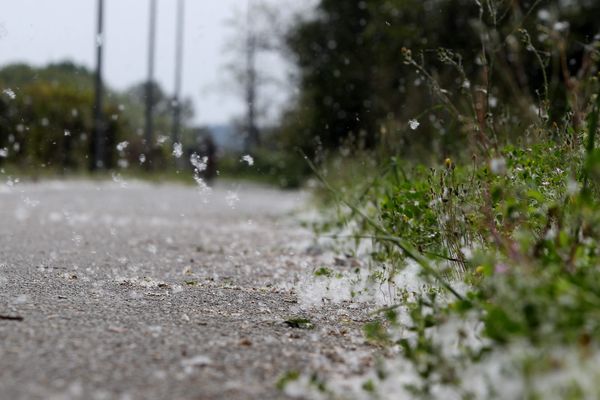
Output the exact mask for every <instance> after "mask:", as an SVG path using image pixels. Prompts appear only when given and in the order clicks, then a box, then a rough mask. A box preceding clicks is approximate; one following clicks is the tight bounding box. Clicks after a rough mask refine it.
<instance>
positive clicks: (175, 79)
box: [172, 0, 185, 144]
mask: <svg viewBox="0 0 600 400" xmlns="http://www.w3.org/2000/svg"><path fill="white" fill-rule="evenodd" d="M184 10H185V0H178V3H177V21H176V39H175V40H176V43H175V94H174V96H173V137H172V141H173V144H175V143H179V141H180V140H181V137H180V136H181V135H180V131H181V80H182V69H183V32H184V23H185V20H184V18H185V17H184V15H185V14H184V12H185V11H184Z"/></svg>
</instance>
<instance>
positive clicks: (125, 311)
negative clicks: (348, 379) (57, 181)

* _Exercise aim_
Where a picture appears in the material above, skip it, and print the rest exactly.

* _Answer space_
Output the exact mask for every <instance> after "mask:", as an SVG path using image pixels. Prompts appear only when given and in the order clicks, then a box, then a rough mask. A box preceding clicks is approximate; one following clicks is the tight bounding box. Clicks after a rough mask refine it.
<instance>
positive clicks: (175, 79)
box: [172, 0, 185, 144]
mask: <svg viewBox="0 0 600 400" xmlns="http://www.w3.org/2000/svg"><path fill="white" fill-rule="evenodd" d="M184 10H185V0H178V3H177V21H176V39H175V40H176V43H175V94H174V96H173V137H172V141H173V144H175V143H179V141H180V140H181V137H180V136H181V135H180V131H181V80H182V69H183V32H184V23H185V20H184V18H185V17H184V15H185V14H184V12H185V11H184Z"/></svg>
</instance>
<instance>
positive clicks: (125, 311)
negative clicks: (348, 379) (57, 181)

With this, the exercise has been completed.